§ How to complete this task
Could you reproduce, exactly as written, every line from the one containing "post. Write the coordinates, one line per instance." through the last line of the records, and nothing else?

§ Excerpted data
○ ○ ○ ○

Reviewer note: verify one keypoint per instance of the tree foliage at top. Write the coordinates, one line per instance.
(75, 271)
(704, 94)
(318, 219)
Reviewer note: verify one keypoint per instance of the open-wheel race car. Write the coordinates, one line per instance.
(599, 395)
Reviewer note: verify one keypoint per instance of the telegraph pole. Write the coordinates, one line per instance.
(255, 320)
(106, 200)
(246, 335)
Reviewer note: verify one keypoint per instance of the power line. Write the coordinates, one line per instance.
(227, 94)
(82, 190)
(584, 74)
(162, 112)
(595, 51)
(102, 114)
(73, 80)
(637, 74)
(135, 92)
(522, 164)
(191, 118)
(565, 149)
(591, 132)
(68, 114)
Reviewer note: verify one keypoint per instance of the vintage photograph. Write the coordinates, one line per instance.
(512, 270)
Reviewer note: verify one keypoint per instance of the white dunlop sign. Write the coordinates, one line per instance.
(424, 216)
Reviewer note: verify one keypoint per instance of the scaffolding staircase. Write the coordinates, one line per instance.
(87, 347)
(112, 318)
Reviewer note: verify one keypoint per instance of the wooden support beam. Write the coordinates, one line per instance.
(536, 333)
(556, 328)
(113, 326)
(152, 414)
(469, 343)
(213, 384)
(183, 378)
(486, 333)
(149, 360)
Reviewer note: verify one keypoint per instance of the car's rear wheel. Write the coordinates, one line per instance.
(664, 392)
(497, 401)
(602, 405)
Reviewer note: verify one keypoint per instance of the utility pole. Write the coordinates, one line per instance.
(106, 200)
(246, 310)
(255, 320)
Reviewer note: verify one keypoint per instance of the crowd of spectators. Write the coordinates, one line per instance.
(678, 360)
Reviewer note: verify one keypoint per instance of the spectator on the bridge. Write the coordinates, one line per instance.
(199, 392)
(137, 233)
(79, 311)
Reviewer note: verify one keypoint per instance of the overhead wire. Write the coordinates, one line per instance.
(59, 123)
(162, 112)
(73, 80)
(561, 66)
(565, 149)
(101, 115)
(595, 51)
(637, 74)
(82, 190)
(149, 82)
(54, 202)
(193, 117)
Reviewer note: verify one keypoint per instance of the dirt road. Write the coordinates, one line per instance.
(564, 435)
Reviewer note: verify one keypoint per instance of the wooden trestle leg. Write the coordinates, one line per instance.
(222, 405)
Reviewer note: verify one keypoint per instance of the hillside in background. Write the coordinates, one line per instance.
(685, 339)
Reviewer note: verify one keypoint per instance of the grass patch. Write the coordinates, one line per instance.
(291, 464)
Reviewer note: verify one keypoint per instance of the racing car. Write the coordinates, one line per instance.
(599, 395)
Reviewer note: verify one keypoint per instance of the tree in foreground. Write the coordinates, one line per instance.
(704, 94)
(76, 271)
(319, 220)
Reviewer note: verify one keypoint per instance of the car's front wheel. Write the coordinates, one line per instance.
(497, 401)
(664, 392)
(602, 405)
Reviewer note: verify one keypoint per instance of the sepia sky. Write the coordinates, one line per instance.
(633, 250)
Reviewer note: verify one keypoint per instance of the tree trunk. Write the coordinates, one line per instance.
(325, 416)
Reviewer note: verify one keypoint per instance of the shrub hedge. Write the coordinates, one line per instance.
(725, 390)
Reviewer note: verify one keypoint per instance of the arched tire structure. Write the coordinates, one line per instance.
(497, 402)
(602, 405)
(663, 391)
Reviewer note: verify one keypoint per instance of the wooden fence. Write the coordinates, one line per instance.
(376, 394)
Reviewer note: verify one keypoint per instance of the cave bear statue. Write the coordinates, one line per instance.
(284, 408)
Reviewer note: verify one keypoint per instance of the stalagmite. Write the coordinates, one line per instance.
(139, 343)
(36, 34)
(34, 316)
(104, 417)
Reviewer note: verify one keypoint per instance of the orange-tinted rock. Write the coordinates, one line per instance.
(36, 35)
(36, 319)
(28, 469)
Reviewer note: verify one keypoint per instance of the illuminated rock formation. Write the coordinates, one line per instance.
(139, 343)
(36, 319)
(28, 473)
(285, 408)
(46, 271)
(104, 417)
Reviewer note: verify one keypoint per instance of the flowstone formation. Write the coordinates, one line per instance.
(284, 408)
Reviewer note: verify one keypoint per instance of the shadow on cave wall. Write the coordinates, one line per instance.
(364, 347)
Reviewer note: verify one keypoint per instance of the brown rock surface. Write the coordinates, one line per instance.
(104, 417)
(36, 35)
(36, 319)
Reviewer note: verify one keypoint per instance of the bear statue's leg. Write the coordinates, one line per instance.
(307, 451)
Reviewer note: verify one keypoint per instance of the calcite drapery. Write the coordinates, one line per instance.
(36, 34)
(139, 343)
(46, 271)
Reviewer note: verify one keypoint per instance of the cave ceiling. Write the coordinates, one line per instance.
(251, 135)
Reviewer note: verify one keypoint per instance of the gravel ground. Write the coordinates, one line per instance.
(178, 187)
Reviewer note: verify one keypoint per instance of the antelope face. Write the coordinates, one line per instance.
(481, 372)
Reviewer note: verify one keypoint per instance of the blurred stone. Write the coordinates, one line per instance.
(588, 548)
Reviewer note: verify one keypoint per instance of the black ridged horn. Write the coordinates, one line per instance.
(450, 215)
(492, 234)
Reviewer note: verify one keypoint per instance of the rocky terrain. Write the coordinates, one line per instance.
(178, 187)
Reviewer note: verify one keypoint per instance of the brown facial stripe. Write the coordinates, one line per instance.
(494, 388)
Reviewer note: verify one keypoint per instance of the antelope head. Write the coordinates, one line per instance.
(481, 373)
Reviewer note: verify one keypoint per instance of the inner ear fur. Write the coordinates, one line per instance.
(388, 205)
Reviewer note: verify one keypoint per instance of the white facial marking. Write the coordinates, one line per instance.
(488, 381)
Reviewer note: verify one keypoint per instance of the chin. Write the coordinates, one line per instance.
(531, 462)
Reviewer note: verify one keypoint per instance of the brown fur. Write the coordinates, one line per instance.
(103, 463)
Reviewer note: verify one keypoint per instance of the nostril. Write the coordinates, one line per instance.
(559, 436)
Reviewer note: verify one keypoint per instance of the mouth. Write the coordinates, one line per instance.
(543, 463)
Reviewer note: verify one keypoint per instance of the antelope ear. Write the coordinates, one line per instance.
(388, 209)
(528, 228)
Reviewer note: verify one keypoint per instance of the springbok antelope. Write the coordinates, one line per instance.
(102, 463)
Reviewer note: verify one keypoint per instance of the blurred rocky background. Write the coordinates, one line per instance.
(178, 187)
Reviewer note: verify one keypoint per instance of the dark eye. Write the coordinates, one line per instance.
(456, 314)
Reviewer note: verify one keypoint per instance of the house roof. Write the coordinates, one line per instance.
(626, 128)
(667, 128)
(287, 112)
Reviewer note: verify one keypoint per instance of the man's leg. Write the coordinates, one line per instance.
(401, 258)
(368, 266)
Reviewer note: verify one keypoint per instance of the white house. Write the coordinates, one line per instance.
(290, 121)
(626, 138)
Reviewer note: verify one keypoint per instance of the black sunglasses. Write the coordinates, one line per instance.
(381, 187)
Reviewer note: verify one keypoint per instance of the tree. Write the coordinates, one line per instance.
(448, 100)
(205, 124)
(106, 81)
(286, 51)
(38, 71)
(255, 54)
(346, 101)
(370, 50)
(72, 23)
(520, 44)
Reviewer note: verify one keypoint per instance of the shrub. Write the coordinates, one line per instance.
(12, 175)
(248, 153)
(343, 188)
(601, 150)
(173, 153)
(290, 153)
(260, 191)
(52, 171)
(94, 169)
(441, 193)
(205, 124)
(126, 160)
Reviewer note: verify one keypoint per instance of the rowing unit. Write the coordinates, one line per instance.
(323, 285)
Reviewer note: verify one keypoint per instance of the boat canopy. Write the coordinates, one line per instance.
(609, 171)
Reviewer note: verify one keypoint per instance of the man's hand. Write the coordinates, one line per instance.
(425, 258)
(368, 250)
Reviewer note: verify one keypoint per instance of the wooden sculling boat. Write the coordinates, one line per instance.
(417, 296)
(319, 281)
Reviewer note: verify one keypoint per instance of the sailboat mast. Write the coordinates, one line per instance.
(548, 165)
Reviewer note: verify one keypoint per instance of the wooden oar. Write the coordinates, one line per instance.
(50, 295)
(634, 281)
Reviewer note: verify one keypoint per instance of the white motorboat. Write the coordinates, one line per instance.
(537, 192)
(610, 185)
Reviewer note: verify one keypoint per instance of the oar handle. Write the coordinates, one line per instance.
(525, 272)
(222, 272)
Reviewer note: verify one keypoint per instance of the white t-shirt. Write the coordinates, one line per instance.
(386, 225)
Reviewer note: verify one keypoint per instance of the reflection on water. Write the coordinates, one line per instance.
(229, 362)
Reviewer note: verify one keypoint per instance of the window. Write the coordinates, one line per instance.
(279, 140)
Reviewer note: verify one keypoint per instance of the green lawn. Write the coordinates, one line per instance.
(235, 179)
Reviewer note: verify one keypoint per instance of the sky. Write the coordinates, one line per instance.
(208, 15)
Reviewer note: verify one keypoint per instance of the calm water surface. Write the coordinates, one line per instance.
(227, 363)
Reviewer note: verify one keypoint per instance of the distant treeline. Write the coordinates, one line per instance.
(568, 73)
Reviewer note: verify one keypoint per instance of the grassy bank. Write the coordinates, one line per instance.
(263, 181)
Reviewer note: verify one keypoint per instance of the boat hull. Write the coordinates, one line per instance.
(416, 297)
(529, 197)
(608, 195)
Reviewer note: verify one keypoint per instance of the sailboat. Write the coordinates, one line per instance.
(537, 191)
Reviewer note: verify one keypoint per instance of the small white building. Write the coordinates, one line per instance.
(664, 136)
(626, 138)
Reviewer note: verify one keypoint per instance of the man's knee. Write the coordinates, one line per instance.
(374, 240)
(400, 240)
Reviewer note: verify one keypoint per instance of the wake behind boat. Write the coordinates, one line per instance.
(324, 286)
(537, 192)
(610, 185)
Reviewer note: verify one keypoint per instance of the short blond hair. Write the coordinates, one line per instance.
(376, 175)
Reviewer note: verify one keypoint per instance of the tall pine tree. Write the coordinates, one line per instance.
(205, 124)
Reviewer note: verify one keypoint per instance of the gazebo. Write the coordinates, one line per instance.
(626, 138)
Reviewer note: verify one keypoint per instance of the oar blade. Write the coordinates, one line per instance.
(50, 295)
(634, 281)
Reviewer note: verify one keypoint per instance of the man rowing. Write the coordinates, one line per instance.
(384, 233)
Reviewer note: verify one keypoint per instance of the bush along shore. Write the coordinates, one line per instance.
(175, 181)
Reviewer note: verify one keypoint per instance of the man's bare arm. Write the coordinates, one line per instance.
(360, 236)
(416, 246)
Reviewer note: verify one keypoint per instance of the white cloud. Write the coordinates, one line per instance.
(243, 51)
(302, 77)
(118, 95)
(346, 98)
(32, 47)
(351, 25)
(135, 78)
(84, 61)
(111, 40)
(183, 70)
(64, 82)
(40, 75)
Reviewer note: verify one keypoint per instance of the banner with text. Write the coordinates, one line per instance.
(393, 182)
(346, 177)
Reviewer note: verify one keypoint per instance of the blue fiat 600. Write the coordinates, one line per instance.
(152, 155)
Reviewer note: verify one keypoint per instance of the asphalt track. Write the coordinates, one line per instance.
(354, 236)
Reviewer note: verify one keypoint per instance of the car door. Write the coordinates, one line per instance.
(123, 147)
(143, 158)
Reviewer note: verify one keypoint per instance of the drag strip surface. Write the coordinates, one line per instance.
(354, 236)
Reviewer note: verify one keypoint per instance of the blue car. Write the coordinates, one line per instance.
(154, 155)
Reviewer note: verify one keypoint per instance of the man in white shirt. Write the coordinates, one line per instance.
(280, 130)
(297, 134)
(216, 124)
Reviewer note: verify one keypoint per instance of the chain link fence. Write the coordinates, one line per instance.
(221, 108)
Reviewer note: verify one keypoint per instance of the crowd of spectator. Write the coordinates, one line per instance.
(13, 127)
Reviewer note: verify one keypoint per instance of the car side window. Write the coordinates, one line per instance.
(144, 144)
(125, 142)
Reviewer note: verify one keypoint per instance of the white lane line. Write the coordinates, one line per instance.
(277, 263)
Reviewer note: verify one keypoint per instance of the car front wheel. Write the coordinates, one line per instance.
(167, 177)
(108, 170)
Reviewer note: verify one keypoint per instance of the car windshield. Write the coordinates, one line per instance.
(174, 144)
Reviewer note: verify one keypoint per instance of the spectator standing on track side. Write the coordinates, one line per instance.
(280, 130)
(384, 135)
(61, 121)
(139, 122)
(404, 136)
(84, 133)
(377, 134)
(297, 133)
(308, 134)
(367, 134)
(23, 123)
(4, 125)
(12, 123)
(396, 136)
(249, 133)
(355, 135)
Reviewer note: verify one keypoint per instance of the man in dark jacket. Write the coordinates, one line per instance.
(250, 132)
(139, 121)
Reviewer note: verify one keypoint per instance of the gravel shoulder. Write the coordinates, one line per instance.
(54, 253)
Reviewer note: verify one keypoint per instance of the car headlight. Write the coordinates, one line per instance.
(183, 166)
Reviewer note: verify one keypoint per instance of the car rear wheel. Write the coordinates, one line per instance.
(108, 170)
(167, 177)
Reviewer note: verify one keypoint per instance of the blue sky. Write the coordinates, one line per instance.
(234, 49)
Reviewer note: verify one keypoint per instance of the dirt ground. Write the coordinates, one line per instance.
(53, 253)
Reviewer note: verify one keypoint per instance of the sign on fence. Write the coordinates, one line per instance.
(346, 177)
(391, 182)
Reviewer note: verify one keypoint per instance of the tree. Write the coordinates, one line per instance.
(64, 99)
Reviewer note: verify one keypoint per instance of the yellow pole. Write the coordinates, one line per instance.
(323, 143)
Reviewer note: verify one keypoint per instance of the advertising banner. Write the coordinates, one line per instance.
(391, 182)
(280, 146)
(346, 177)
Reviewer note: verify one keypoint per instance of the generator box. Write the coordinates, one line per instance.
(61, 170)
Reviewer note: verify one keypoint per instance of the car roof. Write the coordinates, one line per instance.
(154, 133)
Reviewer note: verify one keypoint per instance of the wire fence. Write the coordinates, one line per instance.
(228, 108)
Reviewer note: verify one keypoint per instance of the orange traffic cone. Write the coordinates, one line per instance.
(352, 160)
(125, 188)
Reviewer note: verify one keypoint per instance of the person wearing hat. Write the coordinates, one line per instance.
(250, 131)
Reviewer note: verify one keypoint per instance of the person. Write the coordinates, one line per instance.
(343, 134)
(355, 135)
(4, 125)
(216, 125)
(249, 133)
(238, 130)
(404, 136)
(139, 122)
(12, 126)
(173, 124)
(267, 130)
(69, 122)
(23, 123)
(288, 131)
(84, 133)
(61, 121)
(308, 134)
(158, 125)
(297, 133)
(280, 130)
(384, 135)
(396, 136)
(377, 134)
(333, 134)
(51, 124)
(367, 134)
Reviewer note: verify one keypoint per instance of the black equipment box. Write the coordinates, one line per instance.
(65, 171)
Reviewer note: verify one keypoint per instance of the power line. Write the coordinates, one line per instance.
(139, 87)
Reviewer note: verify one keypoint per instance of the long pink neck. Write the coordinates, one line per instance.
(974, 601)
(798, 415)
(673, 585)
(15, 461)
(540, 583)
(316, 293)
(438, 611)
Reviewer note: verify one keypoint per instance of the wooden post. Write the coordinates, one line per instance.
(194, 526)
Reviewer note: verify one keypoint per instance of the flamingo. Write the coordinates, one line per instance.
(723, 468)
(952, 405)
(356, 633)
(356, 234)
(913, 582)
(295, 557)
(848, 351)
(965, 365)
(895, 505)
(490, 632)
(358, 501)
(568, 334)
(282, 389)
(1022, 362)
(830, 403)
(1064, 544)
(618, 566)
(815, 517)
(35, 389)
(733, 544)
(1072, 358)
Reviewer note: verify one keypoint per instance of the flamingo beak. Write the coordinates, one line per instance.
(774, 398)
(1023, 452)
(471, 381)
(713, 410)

○ ○ ○ ○

§ Result for this task
Reviewer note: verify one keypoint per instance of the wooden post. Write the coordinates, one line per instance.
(194, 526)
Reviewer note: verify one keypoint per instance of the flamingo. Write the coordinates, one line per instance.
(723, 468)
(952, 405)
(356, 633)
(356, 234)
(913, 582)
(295, 557)
(848, 351)
(965, 365)
(895, 505)
(490, 632)
(358, 501)
(568, 334)
(282, 389)
(1022, 362)
(830, 403)
(1064, 544)
(618, 566)
(815, 517)
(35, 389)
(733, 544)
(1072, 358)
Reviewer note: verify one keypoint per instance of the flamingo beak. Write the coordinates, one line per instance.
(774, 398)
(1023, 452)
(471, 381)
(713, 410)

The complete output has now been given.